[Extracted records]

>> BEGIN

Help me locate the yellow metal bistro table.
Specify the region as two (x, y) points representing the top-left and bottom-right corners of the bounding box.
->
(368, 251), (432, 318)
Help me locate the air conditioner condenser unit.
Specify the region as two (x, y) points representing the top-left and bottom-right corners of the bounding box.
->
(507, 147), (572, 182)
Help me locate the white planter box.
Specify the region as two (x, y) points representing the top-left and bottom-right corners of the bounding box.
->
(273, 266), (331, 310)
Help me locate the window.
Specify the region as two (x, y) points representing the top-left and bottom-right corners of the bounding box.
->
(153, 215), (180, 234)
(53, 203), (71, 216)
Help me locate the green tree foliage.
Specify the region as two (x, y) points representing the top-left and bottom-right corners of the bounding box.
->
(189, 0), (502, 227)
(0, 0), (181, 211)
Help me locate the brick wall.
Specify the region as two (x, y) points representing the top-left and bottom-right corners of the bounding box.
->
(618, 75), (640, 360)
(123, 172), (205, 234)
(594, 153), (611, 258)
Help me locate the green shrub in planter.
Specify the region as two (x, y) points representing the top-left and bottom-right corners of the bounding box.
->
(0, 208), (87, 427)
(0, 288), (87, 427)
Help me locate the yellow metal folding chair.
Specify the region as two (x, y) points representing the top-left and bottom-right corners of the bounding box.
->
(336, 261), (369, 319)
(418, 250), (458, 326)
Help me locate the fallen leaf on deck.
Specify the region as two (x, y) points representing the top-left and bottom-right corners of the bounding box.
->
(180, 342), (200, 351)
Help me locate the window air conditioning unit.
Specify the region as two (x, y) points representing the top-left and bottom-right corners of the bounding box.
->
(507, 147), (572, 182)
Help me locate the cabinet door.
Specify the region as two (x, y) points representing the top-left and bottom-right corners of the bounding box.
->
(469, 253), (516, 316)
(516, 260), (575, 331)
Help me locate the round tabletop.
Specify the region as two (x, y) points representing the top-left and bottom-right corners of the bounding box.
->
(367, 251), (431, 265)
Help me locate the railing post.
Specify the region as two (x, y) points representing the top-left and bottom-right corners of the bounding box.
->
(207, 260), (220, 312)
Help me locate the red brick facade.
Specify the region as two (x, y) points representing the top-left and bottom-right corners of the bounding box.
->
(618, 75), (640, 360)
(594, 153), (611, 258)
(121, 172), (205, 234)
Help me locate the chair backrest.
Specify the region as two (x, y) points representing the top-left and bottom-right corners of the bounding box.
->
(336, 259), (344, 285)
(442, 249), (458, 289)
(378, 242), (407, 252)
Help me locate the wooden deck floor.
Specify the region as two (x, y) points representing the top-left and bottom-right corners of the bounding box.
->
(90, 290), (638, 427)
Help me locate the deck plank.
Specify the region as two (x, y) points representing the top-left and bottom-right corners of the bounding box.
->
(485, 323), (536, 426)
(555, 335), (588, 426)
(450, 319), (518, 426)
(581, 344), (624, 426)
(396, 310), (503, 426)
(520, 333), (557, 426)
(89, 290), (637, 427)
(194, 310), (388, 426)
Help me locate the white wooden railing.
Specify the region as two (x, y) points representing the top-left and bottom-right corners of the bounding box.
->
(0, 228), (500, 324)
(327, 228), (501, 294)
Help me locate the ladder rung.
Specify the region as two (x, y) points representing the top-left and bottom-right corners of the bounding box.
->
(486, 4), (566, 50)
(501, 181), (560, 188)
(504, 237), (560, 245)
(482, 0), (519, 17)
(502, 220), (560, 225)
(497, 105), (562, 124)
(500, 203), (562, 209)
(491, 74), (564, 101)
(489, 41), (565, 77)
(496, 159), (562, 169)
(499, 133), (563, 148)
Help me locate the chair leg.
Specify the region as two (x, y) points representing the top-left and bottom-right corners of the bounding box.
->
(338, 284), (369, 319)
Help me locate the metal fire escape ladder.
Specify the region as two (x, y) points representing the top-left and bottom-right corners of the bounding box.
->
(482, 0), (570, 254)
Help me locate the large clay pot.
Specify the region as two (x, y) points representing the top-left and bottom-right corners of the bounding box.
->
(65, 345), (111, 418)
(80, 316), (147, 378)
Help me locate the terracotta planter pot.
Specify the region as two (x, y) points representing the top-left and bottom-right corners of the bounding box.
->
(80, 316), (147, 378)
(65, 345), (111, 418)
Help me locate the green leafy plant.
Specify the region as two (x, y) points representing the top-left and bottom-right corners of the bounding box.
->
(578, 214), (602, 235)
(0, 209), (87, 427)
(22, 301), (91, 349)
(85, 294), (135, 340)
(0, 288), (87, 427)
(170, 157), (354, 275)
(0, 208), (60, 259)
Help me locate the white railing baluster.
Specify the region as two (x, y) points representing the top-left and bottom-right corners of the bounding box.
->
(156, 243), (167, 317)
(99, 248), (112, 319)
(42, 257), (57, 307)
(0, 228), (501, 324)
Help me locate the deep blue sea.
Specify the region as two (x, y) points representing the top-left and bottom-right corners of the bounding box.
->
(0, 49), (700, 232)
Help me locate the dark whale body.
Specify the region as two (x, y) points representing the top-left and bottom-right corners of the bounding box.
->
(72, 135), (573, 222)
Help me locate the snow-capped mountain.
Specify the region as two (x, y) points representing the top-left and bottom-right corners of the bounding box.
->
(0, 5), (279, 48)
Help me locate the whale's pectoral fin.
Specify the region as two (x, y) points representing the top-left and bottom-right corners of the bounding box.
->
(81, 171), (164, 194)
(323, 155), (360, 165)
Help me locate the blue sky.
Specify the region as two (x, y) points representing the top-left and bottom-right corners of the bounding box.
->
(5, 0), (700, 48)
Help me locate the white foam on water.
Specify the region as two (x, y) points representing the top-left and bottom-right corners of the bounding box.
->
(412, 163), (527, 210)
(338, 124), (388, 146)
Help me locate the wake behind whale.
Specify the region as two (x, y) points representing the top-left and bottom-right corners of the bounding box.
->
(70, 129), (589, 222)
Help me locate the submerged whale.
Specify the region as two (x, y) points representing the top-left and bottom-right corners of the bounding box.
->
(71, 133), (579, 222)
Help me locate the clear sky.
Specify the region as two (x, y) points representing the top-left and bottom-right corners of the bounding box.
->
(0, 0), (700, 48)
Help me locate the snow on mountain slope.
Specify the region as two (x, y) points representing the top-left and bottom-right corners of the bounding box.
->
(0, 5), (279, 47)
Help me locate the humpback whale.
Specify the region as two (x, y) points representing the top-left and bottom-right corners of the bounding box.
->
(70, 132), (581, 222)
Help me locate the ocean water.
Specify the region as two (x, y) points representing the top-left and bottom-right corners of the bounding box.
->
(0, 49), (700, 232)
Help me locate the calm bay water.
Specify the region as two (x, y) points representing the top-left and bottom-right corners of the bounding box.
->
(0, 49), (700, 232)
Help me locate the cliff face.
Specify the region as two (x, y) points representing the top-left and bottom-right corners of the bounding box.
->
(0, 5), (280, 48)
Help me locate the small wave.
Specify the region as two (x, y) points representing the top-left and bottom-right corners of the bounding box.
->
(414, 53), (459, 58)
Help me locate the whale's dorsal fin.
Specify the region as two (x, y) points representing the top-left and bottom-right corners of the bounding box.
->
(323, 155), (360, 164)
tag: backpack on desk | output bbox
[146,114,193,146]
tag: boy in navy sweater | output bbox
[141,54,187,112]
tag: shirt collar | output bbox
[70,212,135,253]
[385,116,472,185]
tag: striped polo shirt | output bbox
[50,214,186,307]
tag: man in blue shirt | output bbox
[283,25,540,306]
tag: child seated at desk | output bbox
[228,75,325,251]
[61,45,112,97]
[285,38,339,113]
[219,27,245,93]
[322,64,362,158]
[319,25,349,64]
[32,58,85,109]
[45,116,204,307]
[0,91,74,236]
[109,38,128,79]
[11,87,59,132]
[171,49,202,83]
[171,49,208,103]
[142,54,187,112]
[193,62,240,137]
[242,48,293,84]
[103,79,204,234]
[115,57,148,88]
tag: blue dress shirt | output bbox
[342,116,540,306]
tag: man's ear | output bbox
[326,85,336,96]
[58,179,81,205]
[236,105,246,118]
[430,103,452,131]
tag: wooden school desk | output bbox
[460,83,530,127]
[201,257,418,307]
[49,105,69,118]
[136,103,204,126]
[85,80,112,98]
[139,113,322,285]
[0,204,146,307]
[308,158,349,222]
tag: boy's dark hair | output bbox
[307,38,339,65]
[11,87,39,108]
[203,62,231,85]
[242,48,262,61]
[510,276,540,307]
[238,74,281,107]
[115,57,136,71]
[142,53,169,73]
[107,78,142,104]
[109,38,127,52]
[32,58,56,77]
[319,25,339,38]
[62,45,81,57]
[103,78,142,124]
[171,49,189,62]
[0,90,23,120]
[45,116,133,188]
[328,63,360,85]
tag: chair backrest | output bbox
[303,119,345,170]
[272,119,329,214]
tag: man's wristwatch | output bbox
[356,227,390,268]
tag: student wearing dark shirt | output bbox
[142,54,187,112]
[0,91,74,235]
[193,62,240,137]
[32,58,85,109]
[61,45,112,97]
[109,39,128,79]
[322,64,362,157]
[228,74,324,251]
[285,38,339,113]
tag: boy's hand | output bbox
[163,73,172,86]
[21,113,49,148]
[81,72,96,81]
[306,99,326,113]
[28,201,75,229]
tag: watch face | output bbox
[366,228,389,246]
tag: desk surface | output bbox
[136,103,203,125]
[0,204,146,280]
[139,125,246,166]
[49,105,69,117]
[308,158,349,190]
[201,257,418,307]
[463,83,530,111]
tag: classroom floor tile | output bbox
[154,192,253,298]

>> END

Problem statement.
Can you put the lines starting at the one that contains "Help me locate the yellow metal folding" and ending at the one that contains "(516, 260), (575, 331)" into a Markdown table with a numbered "Row" column and a "Line" column, leaving out any blank lines?

Result for this exercise.
| Row | Line |
|---|---|
| 1 | Help me locate the yellow metal folding chair. |
| 2 | Specify the region as two (x, y) points representing the top-left and bottom-right corners of the bounding box. |
| 3 | -> |
| 4 | (336, 261), (369, 319) |
| 5 | (418, 250), (458, 326) |
| 6 | Help me locate the fallen leaf on deck. |
| 7 | Specify the region as two (x, y) points representing the top-left and bottom-right corners of the bounding box. |
| 8 | -> |
| 9 | (180, 342), (200, 351) |
| 10 | Help me locate the window air conditioning unit. |
| 11 | Specify the region as two (x, y) points representing the top-left and bottom-right corners of the bounding box. |
| 12 | -> |
| 13 | (507, 147), (572, 182) |
| 14 | Help me locate the cabinet door. |
| 15 | Specify the region as two (x, y) points representing the top-left and bottom-right corners of the bounding box. |
| 16 | -> |
| 17 | (469, 253), (516, 316) |
| 18 | (516, 260), (575, 331) |